=== Passage ===
☆ ☆ ☆ ☆ ☆ ☆ ☆

Stackoverflow error in Fortran with OpenMP [duplicate]

Stackoverflow error in Fortran with OpenMP [duplicate] - windows

main program:
program main
use omp_lib
use my_module
implicit none
integer, parameter :: nmax = 202000
real(8) :: e_in(nmax) = 0.D0
integer i
call omp_set_num_threads(2)
!$omp parallel default(firstprivate)
!$omp do
do i=1,2
print *, e_in(i)
print *, eTDSE(i)
end do
!$omp end do
!$omp end parallel
end program main
module:
module my_module
implicit none
integer, parameter, private :: ntmax = 202000
double complex :: eTDSE(ntmax) = (0.D0,0.D0)
!$omp threadprivate(eTDSE)
end module my_module
compiled using:
ifort -openmp main.f90 my_module.f90
It gives the Segmentation fault when execution. If remove one of the print commands in the main program, it runs fine. Also if remove the omp function and compile without -openmp option, it runs fine too.

The most probable cause for this behaviour is that your stack size limit is too small (for whatever reason). Since e_in is private to each OpenMP thread, one copy per thread is allocated on the thread stack (even if you have specified -heap-arrays!). 202000 elements of REAL(KIND=8) take 1616 kB (or 1579 KiB).

☆ ☆ ☆ ☆ ☆ ☆ ☆

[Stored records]
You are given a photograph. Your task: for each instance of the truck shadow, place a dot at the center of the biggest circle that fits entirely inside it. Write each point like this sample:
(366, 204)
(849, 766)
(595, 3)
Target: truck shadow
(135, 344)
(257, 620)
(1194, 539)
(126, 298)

☆ ☆ ☆ ☆ ☆ ☆ ☆

=== Task set ===
1. List every line in the Fortran OpenMP thread that begins with "!$omp".
2. Return each line of the stored records unchanged, in order.

=== Solutions ===
1.
!$omp parallel default(firstprivate)
!$omp do
!$omp end do
!$omp end parallel
!$omp threadprivate(eTDSE)

2.
You are given a photograph. Your task: for each instance of the truck shadow, place a dot at the center of the biggest circle that fits entirely inside it. Write each point like this sample:
(366, 204)
(849, 766)
(595, 3)
Target: truck shadow
(135, 344)
(257, 620)
(1194, 539)
(126, 298)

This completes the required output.